[[ Recorded data, beginning ]]

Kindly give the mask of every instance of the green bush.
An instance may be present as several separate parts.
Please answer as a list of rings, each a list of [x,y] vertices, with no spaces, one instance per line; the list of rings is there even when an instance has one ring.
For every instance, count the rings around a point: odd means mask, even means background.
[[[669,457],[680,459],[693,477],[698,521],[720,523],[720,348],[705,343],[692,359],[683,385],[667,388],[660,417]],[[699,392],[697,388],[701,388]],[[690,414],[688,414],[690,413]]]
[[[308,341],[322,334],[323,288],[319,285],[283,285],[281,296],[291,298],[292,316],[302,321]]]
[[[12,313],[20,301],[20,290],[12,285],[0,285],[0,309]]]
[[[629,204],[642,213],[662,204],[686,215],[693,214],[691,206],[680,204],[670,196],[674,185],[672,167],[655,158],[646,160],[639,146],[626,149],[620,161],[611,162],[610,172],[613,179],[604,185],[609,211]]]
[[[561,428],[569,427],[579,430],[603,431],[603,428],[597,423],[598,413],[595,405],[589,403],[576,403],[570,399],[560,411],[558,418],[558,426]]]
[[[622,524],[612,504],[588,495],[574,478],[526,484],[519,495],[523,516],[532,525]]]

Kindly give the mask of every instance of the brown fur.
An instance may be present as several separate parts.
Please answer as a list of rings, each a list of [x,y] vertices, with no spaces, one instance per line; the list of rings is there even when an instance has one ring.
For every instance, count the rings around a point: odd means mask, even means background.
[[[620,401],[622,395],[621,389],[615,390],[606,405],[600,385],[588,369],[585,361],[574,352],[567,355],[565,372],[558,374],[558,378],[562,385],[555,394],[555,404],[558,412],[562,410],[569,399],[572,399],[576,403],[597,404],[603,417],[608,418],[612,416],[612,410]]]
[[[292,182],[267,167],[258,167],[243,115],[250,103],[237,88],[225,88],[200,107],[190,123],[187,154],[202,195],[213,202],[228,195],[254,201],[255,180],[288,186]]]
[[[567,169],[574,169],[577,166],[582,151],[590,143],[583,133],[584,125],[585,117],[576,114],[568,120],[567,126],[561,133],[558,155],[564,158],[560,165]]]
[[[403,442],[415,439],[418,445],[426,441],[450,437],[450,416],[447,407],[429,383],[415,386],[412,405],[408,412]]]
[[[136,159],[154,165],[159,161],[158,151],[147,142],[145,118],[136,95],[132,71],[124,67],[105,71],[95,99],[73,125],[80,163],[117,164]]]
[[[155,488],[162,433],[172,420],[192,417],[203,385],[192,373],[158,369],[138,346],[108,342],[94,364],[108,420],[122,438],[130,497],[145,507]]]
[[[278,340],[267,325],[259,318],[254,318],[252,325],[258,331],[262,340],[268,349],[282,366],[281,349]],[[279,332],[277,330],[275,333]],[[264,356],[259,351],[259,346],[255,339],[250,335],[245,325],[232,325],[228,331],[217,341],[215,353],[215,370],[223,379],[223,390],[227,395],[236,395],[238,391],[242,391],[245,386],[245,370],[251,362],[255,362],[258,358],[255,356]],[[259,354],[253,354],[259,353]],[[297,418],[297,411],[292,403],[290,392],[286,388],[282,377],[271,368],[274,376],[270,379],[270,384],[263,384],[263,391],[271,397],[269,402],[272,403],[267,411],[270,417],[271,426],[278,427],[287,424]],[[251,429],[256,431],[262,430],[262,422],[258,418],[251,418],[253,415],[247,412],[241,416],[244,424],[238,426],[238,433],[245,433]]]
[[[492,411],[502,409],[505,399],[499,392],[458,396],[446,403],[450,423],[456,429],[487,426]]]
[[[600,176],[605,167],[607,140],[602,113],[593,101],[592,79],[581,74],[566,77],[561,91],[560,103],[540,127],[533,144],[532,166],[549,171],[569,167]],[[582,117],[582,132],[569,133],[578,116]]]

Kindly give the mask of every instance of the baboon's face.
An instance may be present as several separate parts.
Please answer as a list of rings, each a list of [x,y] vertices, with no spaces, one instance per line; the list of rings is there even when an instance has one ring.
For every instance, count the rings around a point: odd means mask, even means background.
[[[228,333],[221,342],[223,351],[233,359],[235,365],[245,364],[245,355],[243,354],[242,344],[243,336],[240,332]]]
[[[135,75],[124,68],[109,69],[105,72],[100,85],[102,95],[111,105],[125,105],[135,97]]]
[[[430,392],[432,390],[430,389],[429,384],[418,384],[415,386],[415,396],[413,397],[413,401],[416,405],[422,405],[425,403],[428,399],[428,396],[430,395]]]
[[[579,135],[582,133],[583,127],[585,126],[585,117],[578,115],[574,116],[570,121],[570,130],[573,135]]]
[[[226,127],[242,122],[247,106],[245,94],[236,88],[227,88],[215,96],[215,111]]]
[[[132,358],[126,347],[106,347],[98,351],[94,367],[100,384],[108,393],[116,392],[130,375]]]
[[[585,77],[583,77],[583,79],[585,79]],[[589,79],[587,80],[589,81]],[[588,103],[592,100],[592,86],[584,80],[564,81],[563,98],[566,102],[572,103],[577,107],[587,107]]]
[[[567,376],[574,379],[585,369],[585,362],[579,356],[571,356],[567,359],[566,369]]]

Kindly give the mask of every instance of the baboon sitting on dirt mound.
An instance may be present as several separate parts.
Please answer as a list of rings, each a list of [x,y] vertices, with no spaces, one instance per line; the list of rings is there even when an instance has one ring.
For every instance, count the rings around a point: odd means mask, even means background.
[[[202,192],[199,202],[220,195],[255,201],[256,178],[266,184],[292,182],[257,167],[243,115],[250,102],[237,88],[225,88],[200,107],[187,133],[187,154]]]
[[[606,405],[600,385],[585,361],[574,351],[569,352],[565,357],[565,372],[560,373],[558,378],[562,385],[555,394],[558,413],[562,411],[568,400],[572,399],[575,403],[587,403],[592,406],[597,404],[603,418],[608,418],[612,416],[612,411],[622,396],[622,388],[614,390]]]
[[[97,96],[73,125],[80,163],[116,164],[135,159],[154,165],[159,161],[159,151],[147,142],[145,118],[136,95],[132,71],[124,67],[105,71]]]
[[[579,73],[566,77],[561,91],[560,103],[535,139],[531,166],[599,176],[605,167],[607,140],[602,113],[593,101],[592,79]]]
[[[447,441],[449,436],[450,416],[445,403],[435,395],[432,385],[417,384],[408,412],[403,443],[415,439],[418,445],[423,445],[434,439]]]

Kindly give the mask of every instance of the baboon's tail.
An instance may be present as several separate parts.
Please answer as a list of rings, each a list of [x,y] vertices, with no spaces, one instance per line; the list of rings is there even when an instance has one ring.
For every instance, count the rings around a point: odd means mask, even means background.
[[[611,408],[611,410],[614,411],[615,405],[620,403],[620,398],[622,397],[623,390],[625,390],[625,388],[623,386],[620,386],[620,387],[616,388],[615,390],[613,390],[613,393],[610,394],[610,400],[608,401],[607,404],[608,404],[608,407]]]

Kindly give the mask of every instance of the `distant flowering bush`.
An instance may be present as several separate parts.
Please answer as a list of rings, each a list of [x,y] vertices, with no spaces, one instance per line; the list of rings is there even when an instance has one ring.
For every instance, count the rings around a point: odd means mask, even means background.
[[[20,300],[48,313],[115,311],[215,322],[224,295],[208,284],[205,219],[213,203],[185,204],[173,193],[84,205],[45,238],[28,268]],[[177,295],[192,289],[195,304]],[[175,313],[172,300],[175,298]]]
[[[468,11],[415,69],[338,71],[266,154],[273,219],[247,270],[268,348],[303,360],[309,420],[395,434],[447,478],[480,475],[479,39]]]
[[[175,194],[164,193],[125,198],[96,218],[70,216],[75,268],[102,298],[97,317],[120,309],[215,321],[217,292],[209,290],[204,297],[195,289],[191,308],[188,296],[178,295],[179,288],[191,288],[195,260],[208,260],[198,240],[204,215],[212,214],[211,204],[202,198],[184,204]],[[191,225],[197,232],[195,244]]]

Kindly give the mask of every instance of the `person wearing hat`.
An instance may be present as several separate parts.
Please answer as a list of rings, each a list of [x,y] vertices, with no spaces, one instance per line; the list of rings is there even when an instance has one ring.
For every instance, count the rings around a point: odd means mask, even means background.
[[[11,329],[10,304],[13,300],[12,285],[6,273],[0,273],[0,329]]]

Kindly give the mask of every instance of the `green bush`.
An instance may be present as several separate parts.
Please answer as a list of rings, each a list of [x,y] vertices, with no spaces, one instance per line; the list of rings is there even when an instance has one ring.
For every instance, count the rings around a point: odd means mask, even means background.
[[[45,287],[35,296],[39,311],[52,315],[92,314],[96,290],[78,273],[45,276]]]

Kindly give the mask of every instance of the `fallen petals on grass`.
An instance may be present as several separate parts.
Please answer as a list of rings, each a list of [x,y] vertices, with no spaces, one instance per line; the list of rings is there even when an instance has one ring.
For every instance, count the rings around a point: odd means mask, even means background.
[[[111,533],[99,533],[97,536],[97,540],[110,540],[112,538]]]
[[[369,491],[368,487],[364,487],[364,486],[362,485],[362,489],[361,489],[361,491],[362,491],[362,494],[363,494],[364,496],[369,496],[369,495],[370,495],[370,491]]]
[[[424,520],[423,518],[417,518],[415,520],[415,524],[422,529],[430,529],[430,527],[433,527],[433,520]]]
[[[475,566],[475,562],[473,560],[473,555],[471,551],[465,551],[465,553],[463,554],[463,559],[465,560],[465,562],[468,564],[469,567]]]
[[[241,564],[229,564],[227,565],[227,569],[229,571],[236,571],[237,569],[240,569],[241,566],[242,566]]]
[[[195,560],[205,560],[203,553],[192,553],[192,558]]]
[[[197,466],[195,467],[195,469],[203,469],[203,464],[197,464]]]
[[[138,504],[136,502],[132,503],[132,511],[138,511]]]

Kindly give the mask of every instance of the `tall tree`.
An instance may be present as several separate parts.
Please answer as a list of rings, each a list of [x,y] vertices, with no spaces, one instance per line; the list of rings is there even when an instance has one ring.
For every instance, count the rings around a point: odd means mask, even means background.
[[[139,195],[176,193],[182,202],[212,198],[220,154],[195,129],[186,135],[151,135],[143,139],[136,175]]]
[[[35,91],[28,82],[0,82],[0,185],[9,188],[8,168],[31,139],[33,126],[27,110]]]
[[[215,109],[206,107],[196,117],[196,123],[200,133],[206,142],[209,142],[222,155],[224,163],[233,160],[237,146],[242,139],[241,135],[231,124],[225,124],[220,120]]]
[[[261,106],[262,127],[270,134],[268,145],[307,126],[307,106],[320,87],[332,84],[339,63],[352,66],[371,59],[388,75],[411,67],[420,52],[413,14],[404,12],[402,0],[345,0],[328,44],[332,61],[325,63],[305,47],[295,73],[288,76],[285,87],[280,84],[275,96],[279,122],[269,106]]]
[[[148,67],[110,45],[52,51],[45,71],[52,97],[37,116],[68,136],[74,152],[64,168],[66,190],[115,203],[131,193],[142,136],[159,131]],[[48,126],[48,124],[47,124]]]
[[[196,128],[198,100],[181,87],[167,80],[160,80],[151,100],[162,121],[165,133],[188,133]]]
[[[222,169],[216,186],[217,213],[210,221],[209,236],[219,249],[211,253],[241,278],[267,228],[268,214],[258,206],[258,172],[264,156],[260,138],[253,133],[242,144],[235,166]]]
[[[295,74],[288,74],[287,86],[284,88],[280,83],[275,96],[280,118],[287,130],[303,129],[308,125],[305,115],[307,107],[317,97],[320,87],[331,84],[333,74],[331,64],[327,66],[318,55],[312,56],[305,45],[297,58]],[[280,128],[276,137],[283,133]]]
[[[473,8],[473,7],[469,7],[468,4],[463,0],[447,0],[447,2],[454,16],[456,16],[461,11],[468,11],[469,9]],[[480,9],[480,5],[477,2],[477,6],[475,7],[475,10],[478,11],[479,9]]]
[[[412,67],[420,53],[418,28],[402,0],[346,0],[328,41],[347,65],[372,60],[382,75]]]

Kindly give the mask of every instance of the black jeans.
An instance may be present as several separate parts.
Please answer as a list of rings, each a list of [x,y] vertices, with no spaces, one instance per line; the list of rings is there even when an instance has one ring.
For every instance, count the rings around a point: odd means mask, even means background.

[[ Recorded data, end ]]

Directions for this task
Tally the lines above that hold "baboon" and write the result as a lone number.

Output below
3